# [Your instructions]
Beginning at whichever line contains "of the person", reproduce each line of the records below word for word, ending with the last, and add nothing.
···
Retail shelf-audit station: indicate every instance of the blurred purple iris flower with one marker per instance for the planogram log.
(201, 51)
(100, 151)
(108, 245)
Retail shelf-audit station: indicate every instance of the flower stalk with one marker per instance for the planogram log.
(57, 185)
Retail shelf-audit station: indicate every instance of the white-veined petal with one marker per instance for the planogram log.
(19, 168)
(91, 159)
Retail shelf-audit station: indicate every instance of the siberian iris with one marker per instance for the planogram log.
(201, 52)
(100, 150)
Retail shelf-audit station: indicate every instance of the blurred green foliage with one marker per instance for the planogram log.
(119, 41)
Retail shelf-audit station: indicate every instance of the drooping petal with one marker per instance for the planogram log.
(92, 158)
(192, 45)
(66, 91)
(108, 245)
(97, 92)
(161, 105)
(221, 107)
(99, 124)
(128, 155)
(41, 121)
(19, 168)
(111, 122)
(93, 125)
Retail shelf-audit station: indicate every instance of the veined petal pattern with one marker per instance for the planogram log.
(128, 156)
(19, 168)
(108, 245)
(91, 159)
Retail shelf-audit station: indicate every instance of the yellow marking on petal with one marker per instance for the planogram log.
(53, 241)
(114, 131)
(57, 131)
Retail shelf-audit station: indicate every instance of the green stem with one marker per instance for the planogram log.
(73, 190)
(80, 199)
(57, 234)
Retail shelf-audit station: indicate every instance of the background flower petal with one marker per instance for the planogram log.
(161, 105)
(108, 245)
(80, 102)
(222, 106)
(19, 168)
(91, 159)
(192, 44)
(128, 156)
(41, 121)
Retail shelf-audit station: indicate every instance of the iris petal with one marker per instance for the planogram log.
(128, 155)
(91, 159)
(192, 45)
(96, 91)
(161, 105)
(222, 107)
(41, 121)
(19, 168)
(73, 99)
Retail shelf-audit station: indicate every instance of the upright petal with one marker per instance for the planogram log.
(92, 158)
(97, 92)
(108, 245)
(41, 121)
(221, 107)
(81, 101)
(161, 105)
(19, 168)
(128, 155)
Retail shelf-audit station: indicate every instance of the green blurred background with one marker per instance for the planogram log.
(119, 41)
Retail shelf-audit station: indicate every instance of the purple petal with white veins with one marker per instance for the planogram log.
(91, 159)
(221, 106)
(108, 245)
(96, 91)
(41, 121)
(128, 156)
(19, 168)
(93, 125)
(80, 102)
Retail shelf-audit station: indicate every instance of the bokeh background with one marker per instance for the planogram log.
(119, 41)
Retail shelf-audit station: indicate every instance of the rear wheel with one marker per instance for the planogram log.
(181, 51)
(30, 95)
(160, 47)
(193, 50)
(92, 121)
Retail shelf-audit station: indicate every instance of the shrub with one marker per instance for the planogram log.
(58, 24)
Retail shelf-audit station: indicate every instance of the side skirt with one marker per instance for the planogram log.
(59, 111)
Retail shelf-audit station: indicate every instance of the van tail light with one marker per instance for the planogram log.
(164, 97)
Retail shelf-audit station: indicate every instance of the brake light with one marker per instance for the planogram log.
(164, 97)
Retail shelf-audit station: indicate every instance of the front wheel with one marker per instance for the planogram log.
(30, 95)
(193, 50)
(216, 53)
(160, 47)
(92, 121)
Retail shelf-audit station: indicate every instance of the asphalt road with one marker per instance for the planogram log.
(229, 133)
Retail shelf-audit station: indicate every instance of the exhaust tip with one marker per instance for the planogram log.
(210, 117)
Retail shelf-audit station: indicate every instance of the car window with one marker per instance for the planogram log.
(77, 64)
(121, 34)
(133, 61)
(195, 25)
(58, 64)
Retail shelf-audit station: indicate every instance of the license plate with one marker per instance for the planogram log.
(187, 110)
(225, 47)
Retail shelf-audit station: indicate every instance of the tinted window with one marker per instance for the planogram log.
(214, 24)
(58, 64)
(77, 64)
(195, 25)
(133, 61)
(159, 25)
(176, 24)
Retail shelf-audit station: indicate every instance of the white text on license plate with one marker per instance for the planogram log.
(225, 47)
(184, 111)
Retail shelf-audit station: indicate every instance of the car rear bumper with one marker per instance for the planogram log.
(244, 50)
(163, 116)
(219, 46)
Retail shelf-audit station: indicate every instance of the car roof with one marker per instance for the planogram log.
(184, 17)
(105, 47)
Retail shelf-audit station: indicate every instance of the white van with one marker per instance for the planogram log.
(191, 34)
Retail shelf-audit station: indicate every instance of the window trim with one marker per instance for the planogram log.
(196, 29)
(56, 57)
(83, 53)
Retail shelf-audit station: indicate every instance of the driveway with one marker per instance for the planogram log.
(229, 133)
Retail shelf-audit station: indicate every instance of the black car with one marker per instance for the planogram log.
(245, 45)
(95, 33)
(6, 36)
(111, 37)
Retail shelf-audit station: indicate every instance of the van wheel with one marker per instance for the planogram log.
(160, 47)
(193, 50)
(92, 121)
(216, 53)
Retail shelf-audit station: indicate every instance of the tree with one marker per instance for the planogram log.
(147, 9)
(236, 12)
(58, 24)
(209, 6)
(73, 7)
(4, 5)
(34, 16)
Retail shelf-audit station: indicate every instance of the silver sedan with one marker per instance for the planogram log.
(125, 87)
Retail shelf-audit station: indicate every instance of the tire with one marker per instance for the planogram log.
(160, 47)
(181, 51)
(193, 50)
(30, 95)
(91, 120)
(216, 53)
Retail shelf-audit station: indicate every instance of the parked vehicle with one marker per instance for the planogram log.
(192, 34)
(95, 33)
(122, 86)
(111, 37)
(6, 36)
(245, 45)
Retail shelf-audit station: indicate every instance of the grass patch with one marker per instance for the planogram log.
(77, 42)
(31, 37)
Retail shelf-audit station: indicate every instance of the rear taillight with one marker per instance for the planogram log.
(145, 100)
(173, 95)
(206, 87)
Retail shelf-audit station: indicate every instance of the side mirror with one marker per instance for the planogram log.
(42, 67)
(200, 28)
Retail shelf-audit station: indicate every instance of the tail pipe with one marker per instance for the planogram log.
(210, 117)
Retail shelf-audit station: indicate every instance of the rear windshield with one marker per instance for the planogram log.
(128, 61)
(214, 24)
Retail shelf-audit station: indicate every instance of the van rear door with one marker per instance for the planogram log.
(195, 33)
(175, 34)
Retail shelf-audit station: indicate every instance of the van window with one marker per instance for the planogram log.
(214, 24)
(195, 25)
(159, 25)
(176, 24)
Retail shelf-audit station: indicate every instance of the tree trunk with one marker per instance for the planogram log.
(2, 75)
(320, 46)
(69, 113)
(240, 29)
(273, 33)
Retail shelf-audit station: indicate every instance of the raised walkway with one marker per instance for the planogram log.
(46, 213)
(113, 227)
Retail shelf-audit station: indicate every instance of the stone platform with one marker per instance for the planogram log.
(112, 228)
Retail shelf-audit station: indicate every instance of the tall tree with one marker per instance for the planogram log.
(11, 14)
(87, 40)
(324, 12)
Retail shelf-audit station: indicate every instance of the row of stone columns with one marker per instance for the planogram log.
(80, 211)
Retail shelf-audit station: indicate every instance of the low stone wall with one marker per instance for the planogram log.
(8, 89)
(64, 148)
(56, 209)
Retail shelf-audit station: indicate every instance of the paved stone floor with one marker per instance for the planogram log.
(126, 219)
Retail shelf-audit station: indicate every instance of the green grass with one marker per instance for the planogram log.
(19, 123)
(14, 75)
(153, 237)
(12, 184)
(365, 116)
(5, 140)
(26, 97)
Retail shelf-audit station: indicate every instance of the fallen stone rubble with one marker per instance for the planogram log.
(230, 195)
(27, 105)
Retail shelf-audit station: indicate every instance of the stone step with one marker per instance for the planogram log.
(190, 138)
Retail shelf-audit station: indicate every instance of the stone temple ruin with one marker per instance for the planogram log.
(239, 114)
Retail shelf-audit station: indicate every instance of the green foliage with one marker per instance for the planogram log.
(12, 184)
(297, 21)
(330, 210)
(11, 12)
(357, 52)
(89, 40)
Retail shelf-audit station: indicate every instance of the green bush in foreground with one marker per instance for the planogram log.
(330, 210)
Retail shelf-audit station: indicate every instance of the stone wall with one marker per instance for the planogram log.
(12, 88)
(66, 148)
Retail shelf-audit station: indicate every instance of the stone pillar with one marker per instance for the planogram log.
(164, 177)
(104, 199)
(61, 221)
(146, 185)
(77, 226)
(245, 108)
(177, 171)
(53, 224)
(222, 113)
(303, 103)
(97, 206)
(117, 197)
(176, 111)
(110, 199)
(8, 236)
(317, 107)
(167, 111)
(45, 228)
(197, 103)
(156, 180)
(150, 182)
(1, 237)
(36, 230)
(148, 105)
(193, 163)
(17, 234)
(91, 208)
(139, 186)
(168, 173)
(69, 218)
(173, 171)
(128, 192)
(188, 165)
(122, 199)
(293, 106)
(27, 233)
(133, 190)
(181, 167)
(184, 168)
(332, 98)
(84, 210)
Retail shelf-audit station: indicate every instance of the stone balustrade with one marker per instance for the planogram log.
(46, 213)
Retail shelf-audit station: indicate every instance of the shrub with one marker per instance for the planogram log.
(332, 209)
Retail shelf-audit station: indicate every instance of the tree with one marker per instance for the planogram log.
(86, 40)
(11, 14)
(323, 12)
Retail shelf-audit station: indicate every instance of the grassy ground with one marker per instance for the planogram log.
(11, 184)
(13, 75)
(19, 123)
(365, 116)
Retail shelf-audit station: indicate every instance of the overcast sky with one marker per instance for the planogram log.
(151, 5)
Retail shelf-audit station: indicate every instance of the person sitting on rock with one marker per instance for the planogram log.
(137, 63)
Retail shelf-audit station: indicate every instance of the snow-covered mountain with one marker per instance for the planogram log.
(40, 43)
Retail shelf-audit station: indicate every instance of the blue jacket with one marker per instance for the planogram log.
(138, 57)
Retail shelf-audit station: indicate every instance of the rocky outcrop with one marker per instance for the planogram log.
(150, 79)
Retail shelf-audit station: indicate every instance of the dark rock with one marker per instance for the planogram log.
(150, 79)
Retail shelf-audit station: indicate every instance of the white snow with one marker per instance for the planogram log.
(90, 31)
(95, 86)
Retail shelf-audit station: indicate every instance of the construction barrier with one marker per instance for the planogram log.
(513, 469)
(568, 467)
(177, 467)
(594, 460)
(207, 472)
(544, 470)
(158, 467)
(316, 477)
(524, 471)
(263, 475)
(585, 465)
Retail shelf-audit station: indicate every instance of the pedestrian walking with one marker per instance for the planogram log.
···
# [Written reply]
Retail shelf-audit station: indicate every instance of the person sitting on rock with one marker per instance for the planogram log.
(137, 63)
Retail shelf-audit station: indicate every instance of the snow-covered mountain with one marker per instance for the planogram log.
(40, 43)
Retail shelf-audit station: indicate every instance of the blue jacket with one marker per instance for the planogram log.
(138, 57)
Retail shelf-audit station: indicate every instance of the rocky outcrop with one marker per instance for the planogram log.
(150, 79)
Retail shelf-audit station: indicate every instance of the dark rock with one marker per instance for the planogram log.
(150, 79)
Retail shelf-audit station: indicate every instance of the white snow with one marker per instance for the planogram log.
(90, 31)
(95, 86)
Retail shelf-audit station: indicate every instance of the construction barrier with one marker per instance for the planogram log.
(513, 469)
(568, 467)
(177, 467)
(594, 460)
(207, 472)
(544, 470)
(158, 467)
(316, 477)
(524, 471)
(263, 475)
(585, 465)
Retail shelf-audit station: indicate every instance of the pedestrian walking with one marker per instance for the planogram log.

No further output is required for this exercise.